Der Stier und die Raupe

Wenn ich solche Fabeln von Leonardo da Vinci lese, wie in diesen zwei Geschichten, lese ich vom Tod und vom Leben. Ich lese von der Natur, in Schönheit und Grausamkeit. Die Grausamkeit der Menschen ist zwar hier berechtigt, weil sie dem Stier das Töten unterbinden, indem sie ihn selbst töten. Doch wie oft wird getötet, ohne Grund. 
In der anderen Geschichte erleben wir das Leben in seiner Schönheit. Von einer Raupe zu einem schönen Schmetterling. Ja, diese Variante gefällt mir besser.


Der Stier

Ein Stier in Freiheit wütete unter den Herden. Die Hirten hatten keinen Mut mehr, das Vieh durch den Wald zur Weide zu bringen, aus dem plötzlich mit gesenktem Kopf die Bestie brach, um mit den Hörnern alles zu durchbohren, was ihr begegnete.
Die Hirten wussten freilich, dass das Tier die rote Farbe hasste, und darum entschlossen sie sich, ihm eine Falle zu stellen. Sie befestigten ein rotes Tuch an dem starken Stamm eines Baumes und verbargen sich danach. Der Stier, mit schnaubenden Nüstern, ließ nicht lange auf sich warten. Als er das rote Tuch sah, senkte er den Kopf, setzte sich in Bewegung, bohrte mit großem Krachen die Hörner in den Baum - und war gefangen. Und so töteten ihn die Hirten.

Einträge aus einer Datenquelle:
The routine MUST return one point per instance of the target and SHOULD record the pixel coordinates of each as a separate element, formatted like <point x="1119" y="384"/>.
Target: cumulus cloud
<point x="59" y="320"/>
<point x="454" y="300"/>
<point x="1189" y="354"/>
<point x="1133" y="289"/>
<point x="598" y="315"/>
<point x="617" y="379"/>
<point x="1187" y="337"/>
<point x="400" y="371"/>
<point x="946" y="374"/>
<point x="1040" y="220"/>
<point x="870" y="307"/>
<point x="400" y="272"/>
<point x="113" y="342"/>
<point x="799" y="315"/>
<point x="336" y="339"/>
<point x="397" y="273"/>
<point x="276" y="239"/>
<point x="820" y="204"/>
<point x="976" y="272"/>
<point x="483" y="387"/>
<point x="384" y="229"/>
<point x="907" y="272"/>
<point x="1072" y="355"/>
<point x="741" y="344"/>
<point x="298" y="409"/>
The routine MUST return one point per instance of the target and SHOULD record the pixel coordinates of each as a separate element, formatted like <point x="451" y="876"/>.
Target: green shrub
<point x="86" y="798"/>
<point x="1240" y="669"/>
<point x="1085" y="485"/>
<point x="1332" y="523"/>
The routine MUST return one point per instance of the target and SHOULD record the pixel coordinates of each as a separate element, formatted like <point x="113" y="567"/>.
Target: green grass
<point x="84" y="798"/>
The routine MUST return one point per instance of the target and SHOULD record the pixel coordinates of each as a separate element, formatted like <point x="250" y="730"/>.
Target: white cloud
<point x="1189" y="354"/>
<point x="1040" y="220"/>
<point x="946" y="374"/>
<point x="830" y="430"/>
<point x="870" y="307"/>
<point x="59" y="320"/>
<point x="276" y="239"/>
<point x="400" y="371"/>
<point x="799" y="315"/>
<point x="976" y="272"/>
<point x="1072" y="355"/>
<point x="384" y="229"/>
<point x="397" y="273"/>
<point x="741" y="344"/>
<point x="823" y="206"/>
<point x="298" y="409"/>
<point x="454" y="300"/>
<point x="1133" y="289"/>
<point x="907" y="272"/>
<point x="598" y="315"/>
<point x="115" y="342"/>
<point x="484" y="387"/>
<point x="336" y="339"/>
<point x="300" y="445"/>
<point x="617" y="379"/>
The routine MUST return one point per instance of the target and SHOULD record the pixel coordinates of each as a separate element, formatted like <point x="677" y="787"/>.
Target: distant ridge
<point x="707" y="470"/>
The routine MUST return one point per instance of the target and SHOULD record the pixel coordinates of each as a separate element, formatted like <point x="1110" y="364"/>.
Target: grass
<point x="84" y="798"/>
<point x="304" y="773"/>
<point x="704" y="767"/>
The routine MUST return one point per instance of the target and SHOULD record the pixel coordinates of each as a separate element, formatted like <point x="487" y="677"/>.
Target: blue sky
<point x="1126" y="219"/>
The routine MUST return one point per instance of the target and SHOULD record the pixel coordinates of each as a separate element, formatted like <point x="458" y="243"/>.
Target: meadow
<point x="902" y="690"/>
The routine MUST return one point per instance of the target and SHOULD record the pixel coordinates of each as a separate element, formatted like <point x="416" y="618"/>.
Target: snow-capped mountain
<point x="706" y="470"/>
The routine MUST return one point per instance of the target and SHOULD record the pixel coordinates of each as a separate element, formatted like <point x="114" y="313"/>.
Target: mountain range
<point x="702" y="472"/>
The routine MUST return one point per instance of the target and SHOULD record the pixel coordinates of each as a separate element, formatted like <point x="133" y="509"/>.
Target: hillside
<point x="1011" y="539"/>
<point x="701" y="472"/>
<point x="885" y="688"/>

Arbeitsanweisungen =
**A.** Ersetze im Text über Stier und Raupe „Hirten“ durch „Schäfer“, und zwar in dem Abschnitt, der mit den Worten „In der anderen“ beginnt und mit „was ihr begegnete.“ schließt.
**B.** Warum befestigen die Hirten im Text über Stier und Raupe ein rotes Tuch an einem Baumstamm? Beantworte dies in ein bis drei Sätzen.
**C.** Setze den Text über Stier und Raupe nach seinem letzten Satz fort.
Die Datensätze sind vom Text getrennt zu betrachten.

Ergebnisse der Aufgaben =
**A.**
In der anderen Geschichte erleben wir das Leben in seiner Schönheit. Von einer Raupe zu einem schönen Schmetterling. Ja, diese Variante gefällt mir besser.


Der Stier

Ein Stier in Freiheit wütete unter den Herden. Die Schäfer hatten keinen Mut mehr, das Vieh durch den Wald zur Weide zu bringen, aus dem plötzlich mit gesenktem Kopf die Bestie brach, um mit den Hörnern alles zu durchbohren, was ihr begegnete.

**B.** Die Hirten wussten, dass der Stier die rote Farbe hasste, und wollten ihm deshalb eine Falle stellen. Als er das Tuch sah, stürmte er mit gesenktem Kopf darauf los, bohrte die Hörner in den Baum und war gefangen.

**C.**
Die Raupe

Eng an ein Blatt geschmiegt, sah die Raupe um sich: Da sang es, sprang es, lief es, flog es.
Alle Insekten waren in ständiger Bewegung, nur sie, die ärmste, hatte keine Stimme, lief nicht, flog nicht. Mit großer Mühe gelang es ihr, sich vorwärts zu bewegen, aber so wenig, dass sie eine Weltreise gemacht zu haben schien, wenn sie von einem Blatt zum anderen glitt.
Trotzdem beneidete sie niemanden. Sie wusste, dass sie eine Raupe war und dass die Raupen es lernen mussten, einen seidigen Schaum zu spinnen, um mit wunderlicher Kunst ihre Behausung zu weben. Also machte sie sich mit großem Eifer an ihre Arbeit. In kurzer Zeit war die Raupe eingeschlossen in einen lauwarmen Kokon von Seide und abgetrennt von der übrigen Welt.
"Und nun?" fragte sie sich. "Noch ein wenig Geduld, und du wirst staunen."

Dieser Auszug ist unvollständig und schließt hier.